:: Aanwijsgegevens bij gelabelde objecten ::

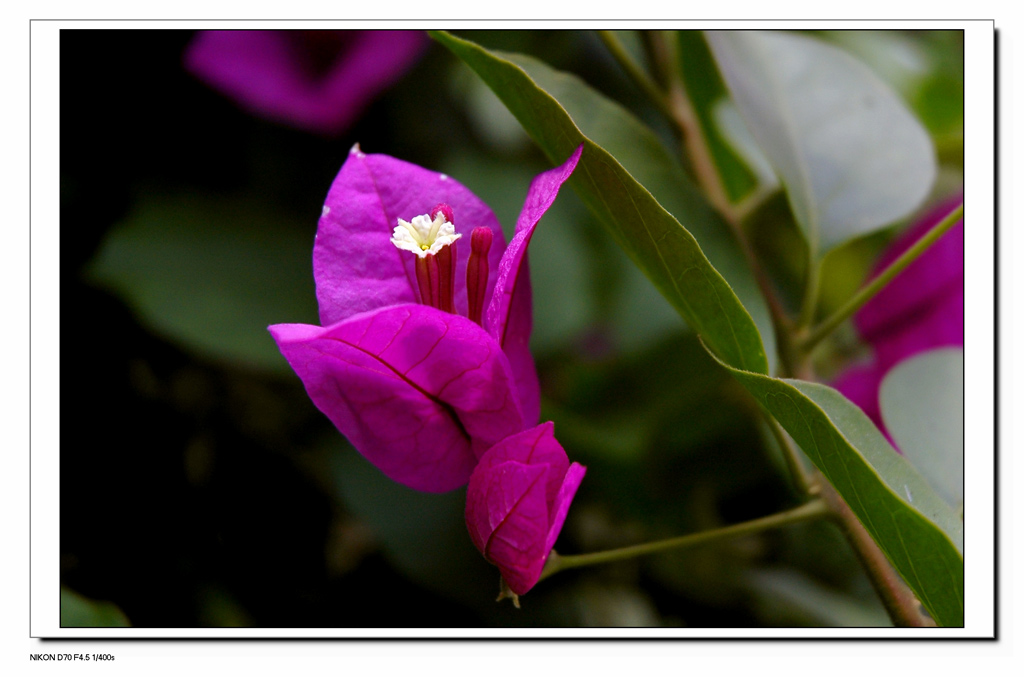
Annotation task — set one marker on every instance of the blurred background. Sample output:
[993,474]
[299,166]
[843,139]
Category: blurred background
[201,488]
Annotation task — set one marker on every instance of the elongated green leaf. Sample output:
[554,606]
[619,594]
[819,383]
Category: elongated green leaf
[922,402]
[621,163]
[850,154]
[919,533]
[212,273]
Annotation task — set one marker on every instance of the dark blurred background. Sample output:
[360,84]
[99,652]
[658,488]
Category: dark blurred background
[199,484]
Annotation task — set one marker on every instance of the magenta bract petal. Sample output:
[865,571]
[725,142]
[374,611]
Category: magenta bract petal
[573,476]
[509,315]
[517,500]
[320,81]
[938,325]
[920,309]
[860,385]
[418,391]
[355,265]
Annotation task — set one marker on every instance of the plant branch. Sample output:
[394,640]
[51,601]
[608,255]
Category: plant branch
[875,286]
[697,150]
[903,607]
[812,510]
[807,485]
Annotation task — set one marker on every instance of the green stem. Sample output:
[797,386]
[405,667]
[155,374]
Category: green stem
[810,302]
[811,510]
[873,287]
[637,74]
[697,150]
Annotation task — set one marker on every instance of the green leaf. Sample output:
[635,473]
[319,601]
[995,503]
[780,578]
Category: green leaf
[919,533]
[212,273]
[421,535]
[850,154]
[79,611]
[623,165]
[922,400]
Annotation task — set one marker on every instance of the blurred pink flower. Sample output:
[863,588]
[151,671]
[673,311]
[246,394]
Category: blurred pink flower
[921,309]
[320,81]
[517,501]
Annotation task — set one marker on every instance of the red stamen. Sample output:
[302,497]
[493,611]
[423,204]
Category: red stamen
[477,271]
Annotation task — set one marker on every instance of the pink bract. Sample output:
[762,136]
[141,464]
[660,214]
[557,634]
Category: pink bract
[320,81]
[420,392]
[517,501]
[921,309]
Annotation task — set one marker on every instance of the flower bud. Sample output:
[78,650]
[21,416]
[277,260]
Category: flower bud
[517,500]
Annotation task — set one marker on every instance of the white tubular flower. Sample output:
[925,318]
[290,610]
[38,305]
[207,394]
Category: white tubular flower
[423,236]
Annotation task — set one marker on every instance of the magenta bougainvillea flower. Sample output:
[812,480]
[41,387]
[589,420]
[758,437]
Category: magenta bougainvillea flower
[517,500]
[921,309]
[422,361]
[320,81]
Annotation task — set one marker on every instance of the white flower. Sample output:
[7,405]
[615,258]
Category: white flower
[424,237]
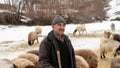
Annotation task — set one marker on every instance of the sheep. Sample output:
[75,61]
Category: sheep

:: WAT GEVRAAGD WORDT ::
Geef alle records hierboven ongewijzigd weer, maar laat de afbeeldingen weg.

:: GESCHREVEN ANTWOORD ::
Annotation task — set one marker on every instance of the blurred background. Sample output:
[993,474]
[299,166]
[843,139]
Category: blurred background
[201,488]
Annotation task — set one marker on every instance of the elongated green leaf. Sample output:
[554,606]
[619,594]
[819,383]
Category: elongated green leaf
[922,402]
[621,163]
[850,154]
[919,533]
[212,273]
Annotation task — set one marker on every instance of the dark blurred background. Sample output:
[360,84]
[99,652]
[658,488]
Category: dark blurred background
[199,484]
Annotation task — set one marker on every instance of the magenta bract petal. Sample output:
[865,571]
[725,142]
[374,611]
Category: magenta bract petal
[573,476]
[509,315]
[517,500]
[320,81]
[938,325]
[920,309]
[860,385]
[418,391]
[355,265]
Annotation task — set one marker on every instance of the plant branch. Sample output:
[394,640]
[51,601]
[608,255]
Category: plant branch
[875,286]
[697,150]
[903,607]
[812,510]
[807,485]
Annotation task — set one marker on every instance of the green stem. Sample output:
[797,386]
[405,667]
[155,374]
Category: green stem
[810,302]
[811,510]
[873,287]
[637,74]
[697,150]
Annotation task — set one marker on every instance of the green leaf. Sample output:
[635,473]
[319,601]
[995,503]
[780,578]
Category: green leaf
[919,533]
[212,273]
[421,535]
[850,154]
[79,611]
[623,165]
[922,400]
Annotation task — set one marker on every instance of the blurred pink flower. Sample output:
[863,588]
[151,671]
[673,311]
[246,394]
Category: blurred pink flower
[921,309]
[320,81]
[517,501]
Annotation task — set one marker on every instance of the red stamen. Sample output:
[302,497]
[493,611]
[423,204]
Category: red stamen
[477,271]
Annotation task — set one marker on every instance of the pink bract. Sample output:
[762,136]
[141,464]
[660,214]
[557,634]
Category: pink bract
[320,81]
[420,392]
[517,501]
[921,309]
Annotation task — set one marker on every instance of the flower bud. Sample output:
[78,650]
[21,416]
[277,260]
Category: flower bud
[517,500]
Annotation task — set one marker on every instance of the white tubular flower. Sample output:
[925,318]
[290,610]
[38,305]
[207,394]
Category: white tubular flower
[423,236]
Annotation task — set one marker on every instance of the magenta bougainvillea flower. Sample output:
[812,480]
[41,387]
[589,420]
[758,437]
Category: magenta bougainvillea flower
[517,500]
[921,309]
[422,361]
[320,81]
Annotation task — set one marker on every instance of the white flower. Sample output:
[7,405]
[615,258]
Category: white flower
[424,237]
Annotation task — set one marker on every instance of the sheep. Sample output:
[75,61]
Category: sheep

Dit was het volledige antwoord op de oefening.